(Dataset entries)
◇ ◇ ◇

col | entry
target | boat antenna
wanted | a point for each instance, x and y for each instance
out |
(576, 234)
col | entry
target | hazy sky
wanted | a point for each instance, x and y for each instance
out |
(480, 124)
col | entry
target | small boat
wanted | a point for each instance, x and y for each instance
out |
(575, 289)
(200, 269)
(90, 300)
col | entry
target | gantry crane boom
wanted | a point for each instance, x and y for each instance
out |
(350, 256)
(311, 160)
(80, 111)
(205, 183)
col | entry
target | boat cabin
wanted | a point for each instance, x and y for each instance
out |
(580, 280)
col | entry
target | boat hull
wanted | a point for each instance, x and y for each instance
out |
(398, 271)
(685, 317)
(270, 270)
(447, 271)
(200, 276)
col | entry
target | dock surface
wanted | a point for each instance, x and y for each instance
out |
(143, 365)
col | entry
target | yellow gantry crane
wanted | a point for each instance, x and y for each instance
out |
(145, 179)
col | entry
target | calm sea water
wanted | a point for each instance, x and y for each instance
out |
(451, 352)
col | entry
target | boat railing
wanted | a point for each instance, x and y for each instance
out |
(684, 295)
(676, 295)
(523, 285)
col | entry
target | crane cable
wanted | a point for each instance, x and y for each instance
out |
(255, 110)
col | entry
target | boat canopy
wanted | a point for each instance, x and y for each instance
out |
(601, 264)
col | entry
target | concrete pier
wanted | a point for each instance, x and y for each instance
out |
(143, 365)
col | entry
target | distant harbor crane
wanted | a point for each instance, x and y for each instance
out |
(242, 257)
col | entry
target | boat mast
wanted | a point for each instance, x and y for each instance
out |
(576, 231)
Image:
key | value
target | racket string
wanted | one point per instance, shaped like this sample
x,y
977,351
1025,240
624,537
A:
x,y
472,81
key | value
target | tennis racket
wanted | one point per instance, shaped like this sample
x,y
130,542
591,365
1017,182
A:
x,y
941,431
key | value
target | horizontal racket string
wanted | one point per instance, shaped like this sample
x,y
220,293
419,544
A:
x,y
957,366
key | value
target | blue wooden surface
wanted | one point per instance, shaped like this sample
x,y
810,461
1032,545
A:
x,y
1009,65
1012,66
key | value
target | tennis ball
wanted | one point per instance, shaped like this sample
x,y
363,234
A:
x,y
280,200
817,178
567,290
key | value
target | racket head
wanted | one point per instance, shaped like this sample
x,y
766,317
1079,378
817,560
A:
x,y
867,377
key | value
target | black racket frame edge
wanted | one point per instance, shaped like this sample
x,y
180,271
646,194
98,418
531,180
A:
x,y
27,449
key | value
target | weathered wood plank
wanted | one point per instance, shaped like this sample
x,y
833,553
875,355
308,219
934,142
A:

◇ ◇ ◇

## What is required
Copy the records above exactly as they appear.

## Written response
col | entry
target | boat antenna
wanted | a point for each instance, x and y for each instance
out |
(576, 234)
col | entry
target | hazy sky
wanted | a point for each instance, x and y for each instance
out |
(480, 124)
col | entry
target | small boat
wanted | a point for each instance, x and y for each instance
out |
(575, 289)
(200, 269)
(90, 300)
col | entry
target | gantry crane boom
wanted | a point for each instance, x and y for each instance
out |
(350, 256)
(311, 160)
(80, 111)
(205, 183)
col | entry
target | boat cabin
wanted | a point for each instance, x and y for each instance
out |
(580, 280)
col | entry
target | boat hull
wanted | a point for each instance, x and y for each instance
out |
(398, 271)
(685, 317)
(270, 270)
(447, 271)
(200, 276)
col | entry
target | dock surface
wanted | a point for each instance, x and y for each instance
out |
(143, 365)
col | entry
target | yellow gantry crane
wanted | a point for each instance, x and y for each instance
out |
(145, 179)
col | entry
target | calm sea water
wanted | a point for each instance, x and y for each instance
out |
(451, 352)
col | entry
target | boat railing
wanted | a point for each instance, x and y for each instance
out |
(684, 295)
(676, 295)
(523, 285)
col | entry
target | crane cable
wanted | a point for each instance, x and y for each instance
out |
(255, 110)
col | entry
target | boat canopy
wanted | a point for each instance, x and y for each instance
out |
(601, 264)
col | entry
target | concrete pier
wanted | a point for each instance, x and y for each instance
out |
(143, 365)
col | entry
target | distant harbor crane
wanted | a point for each instance, x and y for each instance
out |
(242, 257)
col | entry
target | boat mast
wanted | a point for each instance, x and y for each instance
out |
(576, 231)
Image:
key | value
target | racket string
wanted | one point per instance, shaped like this sample
x,y
977,351
1025,240
624,537
A:
x,y
472,81
key | value
target | tennis racket
wanted | one point per instance, shaped like this sample
x,y
130,542
591,365
1017,182
A:
x,y
941,431
key | value
target | horizontal racket string
wanted | one point per instance, shaped like this sample
x,y
220,293
419,544
A:
x,y
957,366
key | value
target | blue wooden surface
wanted | one point per instance, shaped like this sample
x,y
810,461
1032,545
A:
x,y
1009,65
1012,66
key | value
target | tennis ball
wanted | one point per instance, shaped like this sample
x,y
363,234
A:
x,y
280,200
817,178
567,290
key | value
target | racket head
wanted | one point per instance, shaped like this sample
x,y
766,317
1079,378
817,560
A:
x,y
867,377
key | value
target | black racket frame edge
wanted | one point per instance, shaped like this sample
x,y
180,271
646,194
98,418
531,180
A:
x,y
27,449
key | value
target | weathered wood plank
wanted | one point per instance, shaped like this sample
x,y
833,553
875,355
308,219
934,142
A:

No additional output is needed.